EXERCISE INSTRUCTIONS: Copy out every line of the data exactly.

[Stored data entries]

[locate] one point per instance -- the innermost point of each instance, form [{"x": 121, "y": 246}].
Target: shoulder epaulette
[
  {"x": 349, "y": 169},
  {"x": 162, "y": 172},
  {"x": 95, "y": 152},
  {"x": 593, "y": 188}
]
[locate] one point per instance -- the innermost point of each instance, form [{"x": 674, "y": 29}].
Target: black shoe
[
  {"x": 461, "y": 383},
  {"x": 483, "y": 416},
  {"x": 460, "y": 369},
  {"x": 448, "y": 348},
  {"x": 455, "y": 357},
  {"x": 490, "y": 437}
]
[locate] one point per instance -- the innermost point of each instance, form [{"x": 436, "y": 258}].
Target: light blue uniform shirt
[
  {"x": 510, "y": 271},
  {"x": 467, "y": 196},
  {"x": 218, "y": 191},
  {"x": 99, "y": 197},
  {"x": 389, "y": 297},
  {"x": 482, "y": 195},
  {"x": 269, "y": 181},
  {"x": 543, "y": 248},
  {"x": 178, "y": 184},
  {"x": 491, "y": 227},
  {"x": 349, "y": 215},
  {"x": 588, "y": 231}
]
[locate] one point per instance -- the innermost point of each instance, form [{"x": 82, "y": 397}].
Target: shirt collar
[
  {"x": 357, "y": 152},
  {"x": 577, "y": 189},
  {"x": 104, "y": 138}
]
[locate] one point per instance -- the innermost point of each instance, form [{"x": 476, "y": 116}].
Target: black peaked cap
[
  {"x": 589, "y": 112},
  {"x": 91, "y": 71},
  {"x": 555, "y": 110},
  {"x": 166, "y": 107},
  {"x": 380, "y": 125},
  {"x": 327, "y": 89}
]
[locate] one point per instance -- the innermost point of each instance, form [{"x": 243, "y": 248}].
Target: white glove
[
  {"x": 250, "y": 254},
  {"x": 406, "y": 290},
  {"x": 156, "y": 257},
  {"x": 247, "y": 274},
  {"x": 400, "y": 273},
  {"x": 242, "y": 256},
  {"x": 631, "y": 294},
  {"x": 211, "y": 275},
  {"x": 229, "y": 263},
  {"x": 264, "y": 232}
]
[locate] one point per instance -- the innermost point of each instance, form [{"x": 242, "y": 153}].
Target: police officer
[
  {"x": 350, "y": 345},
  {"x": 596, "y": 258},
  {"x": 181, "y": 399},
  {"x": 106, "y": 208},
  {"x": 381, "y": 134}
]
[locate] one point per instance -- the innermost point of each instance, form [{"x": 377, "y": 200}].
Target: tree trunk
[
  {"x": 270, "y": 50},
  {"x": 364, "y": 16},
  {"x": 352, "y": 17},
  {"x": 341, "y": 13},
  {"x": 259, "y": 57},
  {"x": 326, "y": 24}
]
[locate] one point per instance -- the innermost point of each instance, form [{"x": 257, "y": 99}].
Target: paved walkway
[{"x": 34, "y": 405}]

FULL ANSWER:
[locate] one point per instance -- the innermost point of each instance, form [{"x": 121, "y": 246}].
Target: shoulder epaulette
[
  {"x": 349, "y": 169},
  {"x": 162, "y": 172},
  {"x": 95, "y": 152},
  {"x": 593, "y": 188}
]
[locate] one point per instance -- the innermost point of each instance, form [{"x": 674, "y": 29}].
Target: black shoe
[
  {"x": 461, "y": 383},
  {"x": 483, "y": 416},
  {"x": 460, "y": 369},
  {"x": 448, "y": 348},
  {"x": 455, "y": 357},
  {"x": 490, "y": 437}
]
[locate] one point per instance -- the innermost point of each instance, form [{"x": 436, "y": 258}].
Target: light blue uniform shirt
[
  {"x": 510, "y": 271},
  {"x": 467, "y": 196},
  {"x": 218, "y": 191},
  {"x": 99, "y": 197},
  {"x": 389, "y": 297},
  {"x": 482, "y": 195},
  {"x": 269, "y": 181},
  {"x": 543, "y": 248},
  {"x": 178, "y": 184},
  {"x": 491, "y": 227},
  {"x": 349, "y": 215},
  {"x": 588, "y": 231}
]
[locate] one point per instance -- the innermost point of each instance, form [{"x": 82, "y": 397}].
Target: shirt collar
[
  {"x": 357, "y": 152},
  {"x": 577, "y": 189},
  {"x": 104, "y": 138}
]
[locate] one point per instance -- the innermost point of each instance, form [{"x": 476, "y": 116}].
Target: black peaked cap
[
  {"x": 589, "y": 112},
  {"x": 91, "y": 71},
  {"x": 555, "y": 110},
  {"x": 166, "y": 107},
  {"x": 380, "y": 125},
  {"x": 327, "y": 89}
]
[locate] one point per instance -- the innermost point of each instance, form [{"x": 243, "y": 248}].
Target: white glove
[
  {"x": 250, "y": 254},
  {"x": 406, "y": 290},
  {"x": 156, "y": 257},
  {"x": 247, "y": 274},
  {"x": 400, "y": 273},
  {"x": 242, "y": 256},
  {"x": 631, "y": 294},
  {"x": 211, "y": 275},
  {"x": 229, "y": 263},
  {"x": 264, "y": 232}
]
[locate] one point per instance -- the innermost point of each instance, form [{"x": 242, "y": 153}].
Target: police officer
[
  {"x": 350, "y": 345},
  {"x": 596, "y": 258},
  {"x": 181, "y": 399},
  {"x": 106, "y": 208},
  {"x": 381, "y": 134}
]
[locate] one point per instance -- the innermost point of each instance, form [{"x": 377, "y": 200}].
Target: tree trunk
[
  {"x": 270, "y": 50},
  {"x": 364, "y": 16},
  {"x": 352, "y": 17},
  {"x": 341, "y": 13},
  {"x": 259, "y": 57},
  {"x": 326, "y": 24}
]
[locate] one point per instance -- the innermost point of each instance, form [{"x": 257, "y": 99}].
Target: paved walkway
[{"x": 34, "y": 405}]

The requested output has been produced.